• **Task instructions**: This task calls for copying each line below that contains "every".

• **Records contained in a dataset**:
···

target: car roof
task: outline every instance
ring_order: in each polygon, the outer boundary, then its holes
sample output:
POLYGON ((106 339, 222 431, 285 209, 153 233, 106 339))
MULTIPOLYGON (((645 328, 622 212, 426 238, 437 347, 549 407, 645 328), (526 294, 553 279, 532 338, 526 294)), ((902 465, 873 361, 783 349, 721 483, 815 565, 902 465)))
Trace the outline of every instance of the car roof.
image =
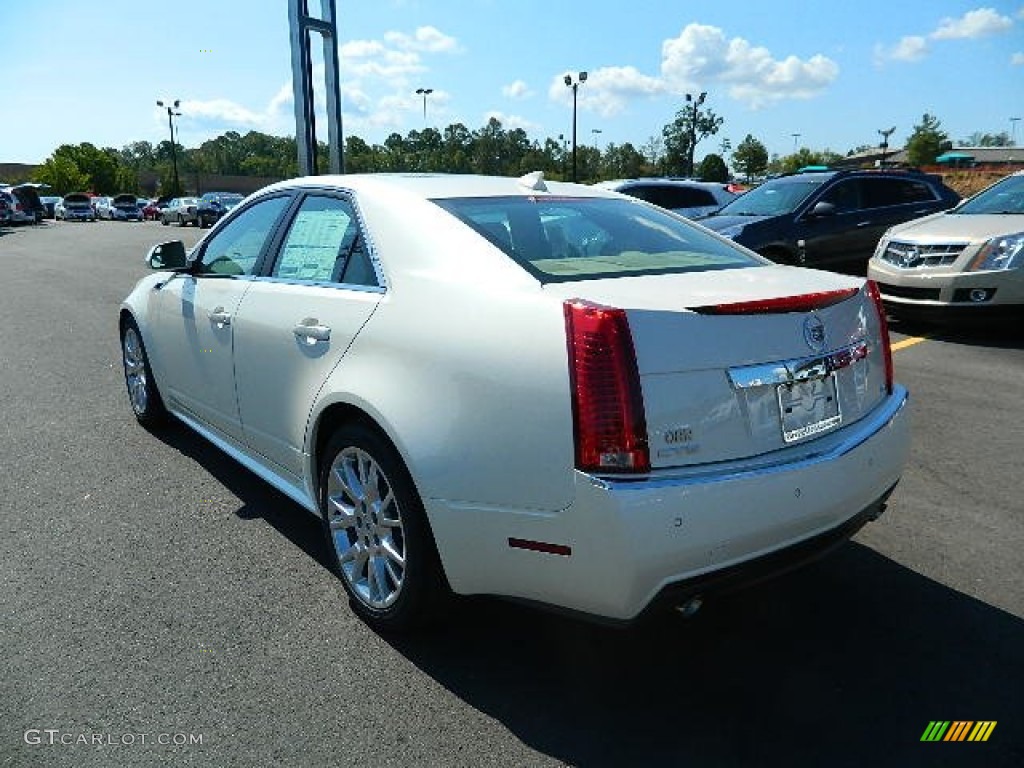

···

• **Solution for this exercise**:
task: outline every instance
Trace the outline of every instance of the car roof.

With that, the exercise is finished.